Exercise description
Please copy out word for word the lines of the material below, starting at the line that contains "Practice. Put a dot on the camel's knee" and ending at the last line of the material, both included.

--- start of Entries supplied ---

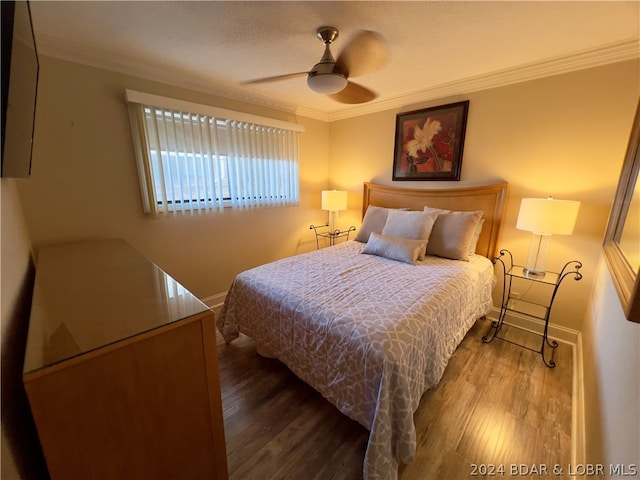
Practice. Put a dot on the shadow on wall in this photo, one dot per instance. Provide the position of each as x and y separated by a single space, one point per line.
17 422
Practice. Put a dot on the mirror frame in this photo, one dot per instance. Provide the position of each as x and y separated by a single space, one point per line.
625 279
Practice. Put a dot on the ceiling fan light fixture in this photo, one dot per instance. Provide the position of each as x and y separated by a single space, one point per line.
327 83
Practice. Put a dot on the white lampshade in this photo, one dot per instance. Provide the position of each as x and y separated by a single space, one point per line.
546 216
334 200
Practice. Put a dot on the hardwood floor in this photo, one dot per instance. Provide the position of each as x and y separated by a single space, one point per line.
497 404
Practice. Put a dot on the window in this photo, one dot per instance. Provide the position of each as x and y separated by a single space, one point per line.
193 158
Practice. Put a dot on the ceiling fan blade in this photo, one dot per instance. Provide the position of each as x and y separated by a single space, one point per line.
275 78
354 93
366 52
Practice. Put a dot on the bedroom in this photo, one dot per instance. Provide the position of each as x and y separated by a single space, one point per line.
546 135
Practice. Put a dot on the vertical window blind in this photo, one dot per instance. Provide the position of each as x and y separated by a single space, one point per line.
192 162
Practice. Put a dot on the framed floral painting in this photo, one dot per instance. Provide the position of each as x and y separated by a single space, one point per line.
429 143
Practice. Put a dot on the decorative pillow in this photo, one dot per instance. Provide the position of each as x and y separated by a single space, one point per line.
453 233
414 225
394 248
373 221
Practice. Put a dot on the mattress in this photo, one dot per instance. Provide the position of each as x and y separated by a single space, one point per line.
370 334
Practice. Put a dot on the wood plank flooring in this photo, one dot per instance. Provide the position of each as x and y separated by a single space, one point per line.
497 404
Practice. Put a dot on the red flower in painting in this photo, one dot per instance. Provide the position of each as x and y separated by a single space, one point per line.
429 143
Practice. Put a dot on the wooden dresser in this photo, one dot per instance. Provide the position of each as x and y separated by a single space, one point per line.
121 368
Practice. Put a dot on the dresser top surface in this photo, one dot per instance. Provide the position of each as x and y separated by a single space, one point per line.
88 295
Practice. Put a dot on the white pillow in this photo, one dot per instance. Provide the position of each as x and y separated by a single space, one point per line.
373 221
414 225
394 248
454 234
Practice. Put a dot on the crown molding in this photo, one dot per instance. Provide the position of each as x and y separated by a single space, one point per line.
628 49
612 53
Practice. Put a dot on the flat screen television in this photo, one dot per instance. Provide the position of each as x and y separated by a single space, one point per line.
20 69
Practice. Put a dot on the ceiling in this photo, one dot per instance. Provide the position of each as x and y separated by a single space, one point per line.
437 48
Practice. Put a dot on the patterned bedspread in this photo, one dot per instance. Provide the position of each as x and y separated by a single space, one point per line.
370 334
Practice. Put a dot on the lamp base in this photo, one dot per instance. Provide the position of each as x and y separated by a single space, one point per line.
537 260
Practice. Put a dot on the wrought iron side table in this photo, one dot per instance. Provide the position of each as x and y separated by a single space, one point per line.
331 235
534 310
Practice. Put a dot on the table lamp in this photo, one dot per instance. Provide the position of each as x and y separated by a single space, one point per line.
544 217
334 201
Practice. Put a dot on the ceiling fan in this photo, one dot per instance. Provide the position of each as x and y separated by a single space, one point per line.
366 52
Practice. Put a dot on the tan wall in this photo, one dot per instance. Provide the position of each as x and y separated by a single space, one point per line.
611 358
564 136
20 449
84 183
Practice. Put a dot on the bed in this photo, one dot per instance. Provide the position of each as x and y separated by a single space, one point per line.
371 323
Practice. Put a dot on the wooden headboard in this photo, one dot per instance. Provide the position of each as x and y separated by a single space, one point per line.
491 199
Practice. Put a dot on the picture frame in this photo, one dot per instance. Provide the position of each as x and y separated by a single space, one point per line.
620 244
429 143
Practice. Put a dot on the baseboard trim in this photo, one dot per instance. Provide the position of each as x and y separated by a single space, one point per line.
578 439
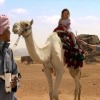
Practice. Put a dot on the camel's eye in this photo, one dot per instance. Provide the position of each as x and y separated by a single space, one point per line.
26 25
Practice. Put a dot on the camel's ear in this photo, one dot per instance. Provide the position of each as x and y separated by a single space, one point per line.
31 22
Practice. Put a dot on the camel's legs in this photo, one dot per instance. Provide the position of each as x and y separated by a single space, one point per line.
59 73
49 79
76 74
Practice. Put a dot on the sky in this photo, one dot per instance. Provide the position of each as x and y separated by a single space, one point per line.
84 15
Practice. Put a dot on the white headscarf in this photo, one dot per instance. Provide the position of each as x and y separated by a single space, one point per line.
4 23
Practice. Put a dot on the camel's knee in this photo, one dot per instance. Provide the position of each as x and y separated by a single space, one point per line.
55 96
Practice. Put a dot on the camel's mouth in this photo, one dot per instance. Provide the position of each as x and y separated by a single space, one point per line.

--- end of Entries supplied ---

The result
Practice. Put a dot on the camel's knee in this photo, one dot per instance. Provide the position of each as x and y separated by a single space, one point per line.
55 96
Practice. Put a dot on the camel's mouth in this photo, one dot per instance. Provide the position of each as x and y separated by a single space, one point per line.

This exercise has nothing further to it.